### Что сделать:
Перепишите приведенный ниже отрывок полностью, сохранив каждое слово и каждый знак.

### Отрывок:

На выходные к нам приезжал Морган, робкий, чувствительный, бесконечно обаятельный. Однажды вечером мы выпили и обсуждали содомию и сапфизм настолько эмоционально, что на следующий день он признался, что был пьян. Все началось с Рэдклифф Холл[765] и ее действительно скучной книги. Они весь день писали статьи для Хьюберта [Хендерсона], составляли петиции, а потом Морган увиделся с ней, и она вопила как серебристая чайка, обезумев от эгоизма и тщеславия. Пока они не признают ее книгу, она не позволит им критиковать законы. Морган сказал, что доктор Хэд[766] может обратить содомитов.
Вероятно, причина, по которой мне будет так скучно в эти выходные с миссис Вулф, заключается в том, что мы вообще не сможем говорить то, что думаем. Это как общаться с ребенком, у которого к тому же есть свои чувства, права, нормы приличия, респектабельность и понимание того, что можно делать и говорить, а что нельзя. Выработав все эти принципы, она втайне вечно недовольна, как и все подобные люди, ведь они, разумеется, не получают никакого удовольствия от жизни; щетинятся и никого близко не подпускают; вот почему такие люди – их целый класс – всегда беспокойны, если только они не едят, не слушают лесть или не заняты каким-нибудь естественным делом, например, уходом за ребенком. А потом, как в случае с Леонардом, дети вырастают, и эти родители ужасно им докучают.
Теперь я должна заняться Пикоком, а не пытаться описать необыкновенный первобытный вид фермерских повозок; они так нагружены сеном, что похожи на каких-то огромных лохматых животных, еле передвигающихся на своих очень коротких ногах.

### Исходные данные:
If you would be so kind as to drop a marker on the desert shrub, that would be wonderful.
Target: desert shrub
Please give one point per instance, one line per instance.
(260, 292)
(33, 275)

### Ответ:
На выходные к нам приезжал Морган, робкий, чувствительный, бесконечно обаятельный. Однажды вечером мы выпили и обсуждали содомию и сапфизм настолько эмоционально, что на следующий день он признался, что был пьян. Все началось с Рэдклифф Холл[765] и ее действительно скучной книги. Они весь день писали статьи для Хьюберта [Хендерсона], составляли петиции, а потом Морган увиделся с ней, и она вопила как серебристая чайка, обезумев от эгоизма и тщеславия. Пока они не признают ее книгу, она не позволит им критиковать законы. Морган сказал, что доктор Хэд[766] может обратить содомитов.
Вероятно, причина, по которой мне будет так скучно в эти выходные с миссис Вулф, заключается в том, что мы вообще не сможем говорить то, что думаем. Это как общаться с ребенком, у которого к тому же есть свои чувства, права, нормы приличия, респектабельность и понимание того, что можно делать и говорить, а что нельзя. Выработав все эти принципы, она втайне вечно недовольна, как и все подобные люди, ведь они, разумеется, не получают никакого удовольствия от жизни; щетинятся и никого близко не подпускают; вот почему такие люди – их целый класс – всегда беспокойны, если только они не едят, не слушают лесть или не заняты каким-нибудь естественным делом, например, уходом за ребенком. А потом, как в случае с Леонардом, дети вырастают, и эти родители ужасно им докучают.
Теперь я должна заняться Пикоком, а не пытаться описать необыкновенный первобытный вид фермерских повозок; они так нагружены сеном, что похожи на каких-то огромных лохматых животных, еле передвигающихся на своих очень коротких ногах.